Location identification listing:
>> START

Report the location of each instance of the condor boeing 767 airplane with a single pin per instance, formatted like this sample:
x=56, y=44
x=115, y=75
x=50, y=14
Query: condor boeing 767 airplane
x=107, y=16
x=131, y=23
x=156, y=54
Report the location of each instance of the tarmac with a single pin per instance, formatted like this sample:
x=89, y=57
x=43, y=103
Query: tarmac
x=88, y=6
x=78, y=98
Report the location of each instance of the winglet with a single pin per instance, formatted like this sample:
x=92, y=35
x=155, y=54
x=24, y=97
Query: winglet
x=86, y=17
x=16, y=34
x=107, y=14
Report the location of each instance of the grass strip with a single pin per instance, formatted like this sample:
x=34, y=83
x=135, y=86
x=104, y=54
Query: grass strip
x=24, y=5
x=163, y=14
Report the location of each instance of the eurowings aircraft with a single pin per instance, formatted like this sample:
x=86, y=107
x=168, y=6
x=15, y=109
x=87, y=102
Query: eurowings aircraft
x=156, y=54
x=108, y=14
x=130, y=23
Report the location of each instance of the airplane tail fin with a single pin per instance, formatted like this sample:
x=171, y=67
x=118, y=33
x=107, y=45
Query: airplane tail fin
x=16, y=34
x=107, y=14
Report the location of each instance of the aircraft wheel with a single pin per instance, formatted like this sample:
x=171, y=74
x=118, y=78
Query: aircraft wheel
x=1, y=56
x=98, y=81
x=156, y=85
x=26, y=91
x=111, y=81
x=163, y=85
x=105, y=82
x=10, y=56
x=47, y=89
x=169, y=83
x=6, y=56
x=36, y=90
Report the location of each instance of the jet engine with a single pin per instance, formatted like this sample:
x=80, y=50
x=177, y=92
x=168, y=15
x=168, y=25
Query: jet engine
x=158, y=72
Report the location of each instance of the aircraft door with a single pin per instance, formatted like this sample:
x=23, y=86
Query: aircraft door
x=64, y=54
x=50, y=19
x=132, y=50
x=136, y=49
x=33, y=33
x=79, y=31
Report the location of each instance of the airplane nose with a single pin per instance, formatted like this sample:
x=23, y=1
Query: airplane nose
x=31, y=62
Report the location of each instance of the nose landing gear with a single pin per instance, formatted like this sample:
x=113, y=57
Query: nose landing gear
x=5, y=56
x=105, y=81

>> END

Write out the lines of the listing without changes, beginning with the line that contains "Report the location of each instance of the winglet" and continuing through the line that contains "x=130, y=23", with both of those lines included.

FINAL ANSWER >>
Report the location of each instance of the winglet with a single pin per instance, formatted like this sample:
x=92, y=35
x=155, y=54
x=24, y=97
Query: winglet
x=86, y=17
x=16, y=34
x=107, y=14
Report the location of each instance of the grass strip with a single pin per instance, formatted like this sample:
x=34, y=83
x=135, y=86
x=104, y=54
Query: grass strip
x=24, y=5
x=163, y=14
Report the location of each instance of the eurowings aircraft with a single pin per instance, formatted like this sample:
x=86, y=107
x=168, y=6
x=15, y=109
x=87, y=102
Query: eurowings aircraft
x=156, y=54
x=108, y=14
x=130, y=23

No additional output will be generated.